● **Given instruction**
Please find each line in the records below that contains the word "person", and copy every such line.

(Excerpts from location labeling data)
———
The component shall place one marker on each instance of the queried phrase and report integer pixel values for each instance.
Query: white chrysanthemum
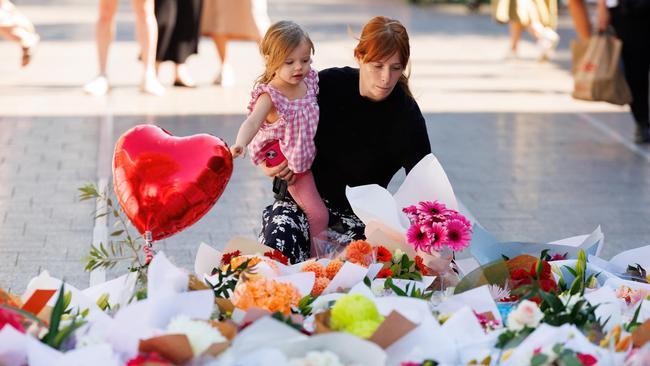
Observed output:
(527, 314)
(498, 293)
(569, 301)
(200, 334)
(316, 358)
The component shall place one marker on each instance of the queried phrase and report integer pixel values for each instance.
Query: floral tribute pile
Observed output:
(373, 303)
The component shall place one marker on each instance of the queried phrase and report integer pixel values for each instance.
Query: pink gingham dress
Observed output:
(295, 128)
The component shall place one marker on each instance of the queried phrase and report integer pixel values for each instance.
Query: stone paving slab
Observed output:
(528, 161)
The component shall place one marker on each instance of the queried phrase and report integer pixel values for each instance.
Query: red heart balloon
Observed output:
(166, 183)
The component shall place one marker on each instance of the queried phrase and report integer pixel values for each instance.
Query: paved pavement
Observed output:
(528, 161)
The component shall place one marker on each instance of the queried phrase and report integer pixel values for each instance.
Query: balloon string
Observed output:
(148, 250)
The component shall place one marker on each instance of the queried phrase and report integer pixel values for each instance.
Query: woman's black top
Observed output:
(360, 141)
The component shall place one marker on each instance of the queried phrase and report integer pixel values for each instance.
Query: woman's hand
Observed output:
(281, 171)
(237, 150)
(602, 16)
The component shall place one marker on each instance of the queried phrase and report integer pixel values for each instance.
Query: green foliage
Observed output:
(406, 269)
(227, 280)
(634, 322)
(56, 334)
(411, 290)
(637, 273)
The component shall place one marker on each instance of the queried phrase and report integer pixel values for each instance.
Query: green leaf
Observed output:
(634, 323)
(65, 333)
(576, 286)
(538, 359)
(55, 318)
(553, 301)
(571, 270)
(117, 233)
(390, 285)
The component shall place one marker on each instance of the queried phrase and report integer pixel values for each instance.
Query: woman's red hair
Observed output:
(382, 37)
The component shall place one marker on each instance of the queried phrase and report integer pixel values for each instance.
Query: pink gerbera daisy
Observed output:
(437, 237)
(418, 236)
(458, 235)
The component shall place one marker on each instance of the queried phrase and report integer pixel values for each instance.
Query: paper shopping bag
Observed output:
(598, 76)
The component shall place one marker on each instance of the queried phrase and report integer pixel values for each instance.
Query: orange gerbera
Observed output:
(333, 268)
(383, 254)
(266, 294)
(315, 267)
(9, 299)
(360, 252)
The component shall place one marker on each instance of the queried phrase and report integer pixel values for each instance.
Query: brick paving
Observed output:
(528, 161)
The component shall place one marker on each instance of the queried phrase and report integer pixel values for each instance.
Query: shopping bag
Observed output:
(598, 76)
(578, 50)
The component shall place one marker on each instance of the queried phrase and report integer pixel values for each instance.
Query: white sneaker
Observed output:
(98, 86)
(152, 86)
(547, 43)
(512, 55)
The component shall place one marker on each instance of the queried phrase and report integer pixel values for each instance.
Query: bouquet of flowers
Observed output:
(434, 227)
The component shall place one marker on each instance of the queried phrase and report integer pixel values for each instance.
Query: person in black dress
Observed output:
(370, 127)
(178, 35)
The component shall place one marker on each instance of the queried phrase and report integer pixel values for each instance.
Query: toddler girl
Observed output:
(284, 113)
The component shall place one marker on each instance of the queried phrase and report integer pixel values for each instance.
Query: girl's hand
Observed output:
(237, 150)
(281, 171)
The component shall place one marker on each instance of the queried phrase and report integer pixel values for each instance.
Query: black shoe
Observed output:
(642, 134)
(182, 84)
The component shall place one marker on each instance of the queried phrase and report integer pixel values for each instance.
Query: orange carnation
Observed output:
(333, 268)
(315, 267)
(320, 285)
(266, 294)
(360, 252)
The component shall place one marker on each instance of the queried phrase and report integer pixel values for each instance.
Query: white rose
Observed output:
(527, 314)
(569, 301)
(397, 256)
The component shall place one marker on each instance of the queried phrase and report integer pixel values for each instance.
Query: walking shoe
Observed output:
(30, 41)
(642, 134)
(98, 86)
(546, 43)
(226, 76)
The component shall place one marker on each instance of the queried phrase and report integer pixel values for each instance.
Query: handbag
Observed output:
(598, 75)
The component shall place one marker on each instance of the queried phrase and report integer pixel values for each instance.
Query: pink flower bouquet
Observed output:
(435, 227)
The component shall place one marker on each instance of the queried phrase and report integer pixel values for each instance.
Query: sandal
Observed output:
(28, 52)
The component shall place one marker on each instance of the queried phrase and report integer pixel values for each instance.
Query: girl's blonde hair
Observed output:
(279, 41)
(382, 37)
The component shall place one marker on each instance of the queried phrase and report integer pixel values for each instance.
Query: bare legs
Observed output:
(225, 76)
(147, 35)
(578, 11)
(546, 37)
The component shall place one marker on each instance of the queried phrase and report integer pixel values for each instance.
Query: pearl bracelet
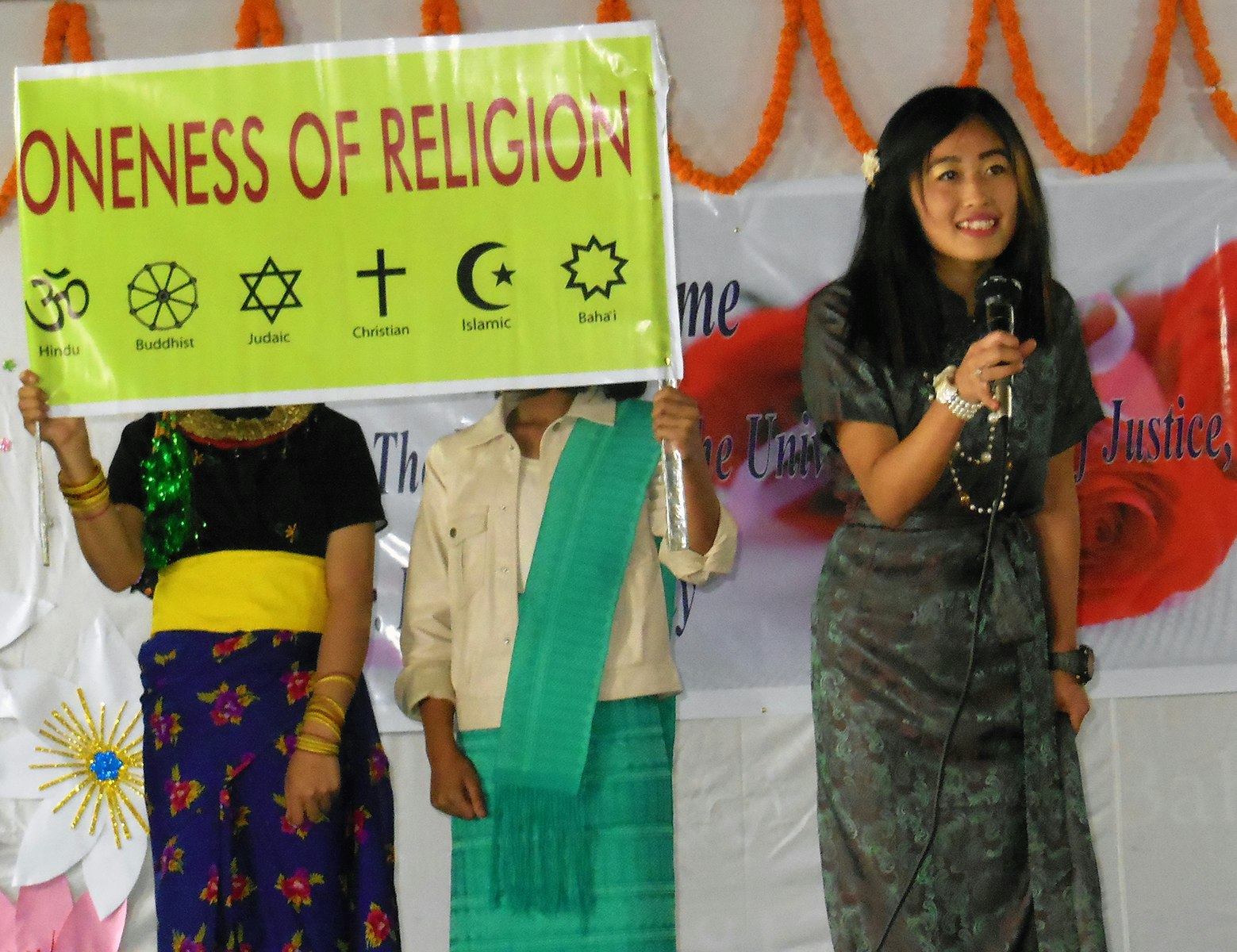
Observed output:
(947, 396)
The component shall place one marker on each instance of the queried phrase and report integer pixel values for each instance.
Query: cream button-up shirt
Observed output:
(460, 602)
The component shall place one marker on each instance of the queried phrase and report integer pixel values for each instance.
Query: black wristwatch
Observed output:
(1079, 663)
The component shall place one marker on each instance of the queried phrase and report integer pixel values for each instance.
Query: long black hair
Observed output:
(894, 294)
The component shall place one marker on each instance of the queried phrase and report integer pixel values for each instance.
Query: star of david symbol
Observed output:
(274, 276)
(594, 268)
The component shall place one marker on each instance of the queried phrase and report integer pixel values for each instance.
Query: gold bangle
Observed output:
(336, 677)
(317, 746)
(82, 489)
(321, 719)
(325, 699)
(90, 500)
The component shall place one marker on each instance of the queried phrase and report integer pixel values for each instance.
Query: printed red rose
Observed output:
(297, 684)
(1197, 347)
(1142, 540)
(756, 374)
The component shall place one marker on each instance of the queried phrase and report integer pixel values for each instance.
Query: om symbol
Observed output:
(59, 302)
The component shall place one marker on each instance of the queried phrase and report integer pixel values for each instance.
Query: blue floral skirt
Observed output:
(230, 870)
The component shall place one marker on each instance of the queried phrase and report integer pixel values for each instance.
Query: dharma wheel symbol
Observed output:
(163, 296)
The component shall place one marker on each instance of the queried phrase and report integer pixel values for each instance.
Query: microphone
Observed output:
(998, 294)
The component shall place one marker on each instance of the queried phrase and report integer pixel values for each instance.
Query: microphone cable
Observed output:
(1004, 427)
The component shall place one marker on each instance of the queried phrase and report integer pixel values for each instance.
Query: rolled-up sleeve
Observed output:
(426, 635)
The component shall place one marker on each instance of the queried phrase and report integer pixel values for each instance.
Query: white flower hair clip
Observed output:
(871, 166)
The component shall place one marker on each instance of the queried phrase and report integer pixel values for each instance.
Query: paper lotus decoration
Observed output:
(79, 753)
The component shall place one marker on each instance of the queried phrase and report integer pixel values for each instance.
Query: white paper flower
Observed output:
(79, 752)
(871, 167)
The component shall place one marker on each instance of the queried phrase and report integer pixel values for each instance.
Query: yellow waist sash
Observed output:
(241, 590)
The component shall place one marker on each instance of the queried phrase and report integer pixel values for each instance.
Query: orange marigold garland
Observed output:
(832, 81)
(440, 17)
(613, 11)
(259, 19)
(1046, 124)
(976, 40)
(66, 30)
(1221, 102)
(771, 121)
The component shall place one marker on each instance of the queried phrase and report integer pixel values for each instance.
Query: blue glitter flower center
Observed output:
(106, 766)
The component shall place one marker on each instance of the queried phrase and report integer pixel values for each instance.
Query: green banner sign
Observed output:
(348, 221)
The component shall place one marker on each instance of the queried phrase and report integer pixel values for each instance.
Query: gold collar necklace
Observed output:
(210, 427)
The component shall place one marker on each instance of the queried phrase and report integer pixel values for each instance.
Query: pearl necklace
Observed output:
(982, 460)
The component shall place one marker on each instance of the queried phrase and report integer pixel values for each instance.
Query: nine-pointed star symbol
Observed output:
(283, 278)
(594, 268)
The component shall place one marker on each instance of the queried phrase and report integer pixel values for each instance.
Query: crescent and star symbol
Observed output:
(465, 276)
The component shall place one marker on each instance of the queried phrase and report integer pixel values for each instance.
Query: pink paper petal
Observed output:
(41, 912)
(84, 932)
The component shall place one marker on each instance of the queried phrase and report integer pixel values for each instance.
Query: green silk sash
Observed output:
(542, 856)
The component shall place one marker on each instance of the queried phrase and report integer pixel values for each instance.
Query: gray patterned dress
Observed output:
(1012, 866)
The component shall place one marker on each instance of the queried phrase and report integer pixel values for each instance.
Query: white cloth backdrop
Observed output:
(1161, 772)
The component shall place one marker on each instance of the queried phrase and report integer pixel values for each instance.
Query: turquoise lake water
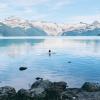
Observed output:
(84, 55)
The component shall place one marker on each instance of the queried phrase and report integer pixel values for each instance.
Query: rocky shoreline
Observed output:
(47, 90)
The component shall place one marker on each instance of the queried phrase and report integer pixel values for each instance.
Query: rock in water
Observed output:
(38, 78)
(22, 68)
(91, 87)
(7, 93)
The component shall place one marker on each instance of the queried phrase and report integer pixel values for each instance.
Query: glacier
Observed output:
(13, 26)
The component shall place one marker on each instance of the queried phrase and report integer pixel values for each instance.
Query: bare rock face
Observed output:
(41, 84)
(7, 93)
(91, 87)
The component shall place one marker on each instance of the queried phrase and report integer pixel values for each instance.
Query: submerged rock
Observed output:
(22, 68)
(41, 84)
(38, 78)
(7, 93)
(91, 87)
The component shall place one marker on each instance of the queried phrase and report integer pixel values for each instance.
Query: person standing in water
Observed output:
(49, 52)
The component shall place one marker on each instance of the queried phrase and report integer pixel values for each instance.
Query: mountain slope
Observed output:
(19, 27)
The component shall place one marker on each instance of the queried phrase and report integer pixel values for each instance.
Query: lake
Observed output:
(83, 55)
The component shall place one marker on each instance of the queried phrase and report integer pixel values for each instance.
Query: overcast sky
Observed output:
(60, 11)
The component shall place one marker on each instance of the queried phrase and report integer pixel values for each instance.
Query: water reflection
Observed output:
(84, 56)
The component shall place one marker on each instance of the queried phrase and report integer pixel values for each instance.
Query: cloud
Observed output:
(61, 3)
(3, 7)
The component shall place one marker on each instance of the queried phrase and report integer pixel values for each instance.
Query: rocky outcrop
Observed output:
(7, 93)
(91, 87)
(47, 90)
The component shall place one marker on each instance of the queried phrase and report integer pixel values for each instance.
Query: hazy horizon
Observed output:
(58, 11)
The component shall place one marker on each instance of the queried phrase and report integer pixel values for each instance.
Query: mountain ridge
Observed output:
(20, 27)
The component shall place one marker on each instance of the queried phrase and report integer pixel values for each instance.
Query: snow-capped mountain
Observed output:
(13, 26)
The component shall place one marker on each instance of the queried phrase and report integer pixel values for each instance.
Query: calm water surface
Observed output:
(33, 53)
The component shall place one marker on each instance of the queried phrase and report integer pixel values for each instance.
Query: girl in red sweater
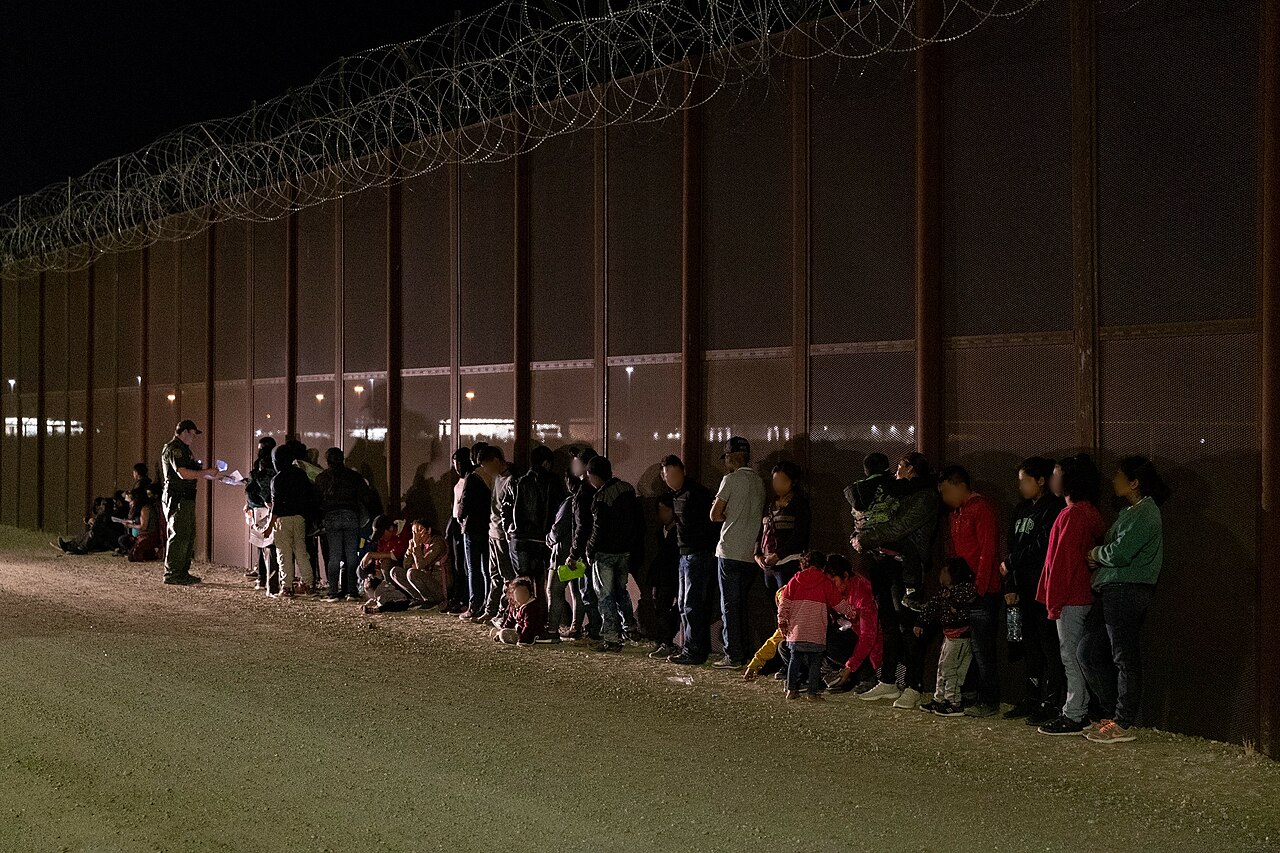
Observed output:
(1065, 584)
(803, 617)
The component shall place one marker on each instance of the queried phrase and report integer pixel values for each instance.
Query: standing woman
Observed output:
(1127, 566)
(785, 529)
(1064, 585)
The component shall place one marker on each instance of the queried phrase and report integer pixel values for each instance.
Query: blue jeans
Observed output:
(475, 548)
(1110, 651)
(695, 621)
(983, 624)
(609, 570)
(342, 541)
(736, 576)
(804, 660)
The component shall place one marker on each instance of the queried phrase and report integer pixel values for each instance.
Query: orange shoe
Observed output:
(1111, 731)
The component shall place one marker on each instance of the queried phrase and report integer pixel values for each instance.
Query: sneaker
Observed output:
(1063, 726)
(908, 701)
(1023, 708)
(684, 658)
(881, 692)
(1112, 731)
(1042, 715)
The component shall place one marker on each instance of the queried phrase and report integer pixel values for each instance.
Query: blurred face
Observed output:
(951, 493)
(1029, 487)
(1124, 487)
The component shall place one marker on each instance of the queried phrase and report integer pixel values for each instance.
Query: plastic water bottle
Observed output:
(1015, 624)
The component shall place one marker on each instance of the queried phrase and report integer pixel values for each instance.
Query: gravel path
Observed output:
(149, 717)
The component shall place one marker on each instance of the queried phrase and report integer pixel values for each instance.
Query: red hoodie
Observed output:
(976, 538)
(871, 644)
(803, 610)
(1066, 576)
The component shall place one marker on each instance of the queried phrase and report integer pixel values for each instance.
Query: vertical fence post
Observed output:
(929, 418)
(1084, 235)
(1269, 396)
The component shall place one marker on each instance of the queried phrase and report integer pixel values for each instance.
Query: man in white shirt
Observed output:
(739, 506)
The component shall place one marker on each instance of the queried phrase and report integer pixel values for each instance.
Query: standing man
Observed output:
(178, 473)
(528, 510)
(695, 536)
(739, 505)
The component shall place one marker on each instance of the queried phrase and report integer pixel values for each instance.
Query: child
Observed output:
(769, 649)
(950, 607)
(803, 616)
(382, 596)
(524, 616)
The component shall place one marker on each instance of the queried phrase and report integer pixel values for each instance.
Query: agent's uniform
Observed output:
(179, 507)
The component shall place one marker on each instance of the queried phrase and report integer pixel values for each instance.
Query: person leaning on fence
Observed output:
(179, 473)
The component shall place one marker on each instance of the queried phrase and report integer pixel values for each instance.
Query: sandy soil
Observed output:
(146, 717)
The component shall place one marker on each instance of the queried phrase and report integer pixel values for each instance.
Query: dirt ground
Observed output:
(146, 717)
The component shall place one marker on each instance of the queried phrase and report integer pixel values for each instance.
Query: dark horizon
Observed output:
(81, 85)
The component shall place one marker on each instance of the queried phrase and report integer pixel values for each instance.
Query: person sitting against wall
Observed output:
(100, 532)
(142, 541)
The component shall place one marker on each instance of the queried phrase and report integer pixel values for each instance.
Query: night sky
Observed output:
(83, 82)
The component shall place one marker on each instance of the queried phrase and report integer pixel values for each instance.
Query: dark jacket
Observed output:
(560, 537)
(476, 496)
(1028, 542)
(292, 493)
(912, 528)
(342, 488)
(583, 519)
(695, 532)
(786, 529)
(530, 503)
(950, 609)
(617, 524)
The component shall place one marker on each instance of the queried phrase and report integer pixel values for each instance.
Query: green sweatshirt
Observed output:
(1134, 547)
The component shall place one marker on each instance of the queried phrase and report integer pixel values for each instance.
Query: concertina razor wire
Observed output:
(481, 89)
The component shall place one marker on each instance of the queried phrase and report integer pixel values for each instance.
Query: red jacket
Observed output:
(865, 619)
(1066, 575)
(976, 538)
(803, 610)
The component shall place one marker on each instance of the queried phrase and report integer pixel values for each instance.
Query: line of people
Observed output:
(540, 559)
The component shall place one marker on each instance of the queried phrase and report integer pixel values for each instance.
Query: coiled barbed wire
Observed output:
(479, 90)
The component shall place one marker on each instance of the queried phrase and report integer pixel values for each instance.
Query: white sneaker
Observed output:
(908, 701)
(881, 692)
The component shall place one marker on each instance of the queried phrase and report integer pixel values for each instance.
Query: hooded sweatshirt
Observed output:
(1065, 580)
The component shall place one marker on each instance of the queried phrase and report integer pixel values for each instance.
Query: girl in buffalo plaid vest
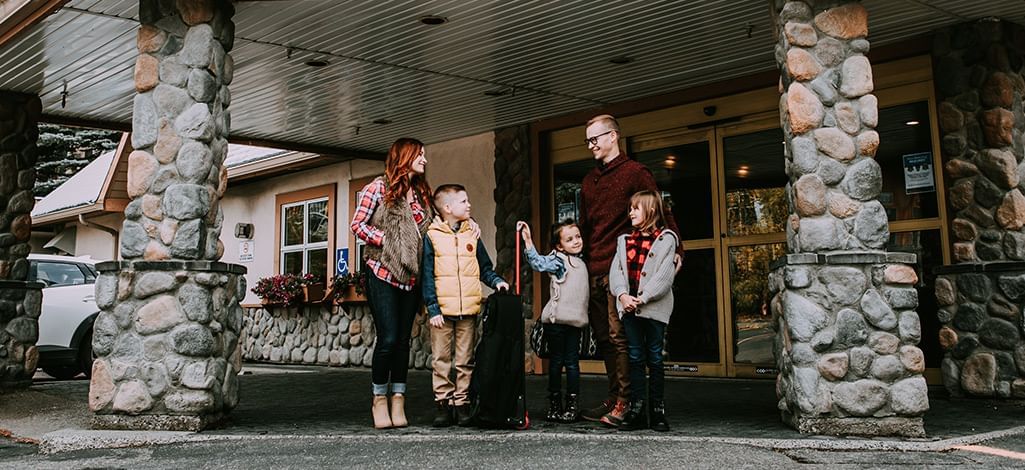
———
● **Complete output**
Query: person in black dress
Query: person standing in water
Query: person leaning on fence
Query: person sitting against wall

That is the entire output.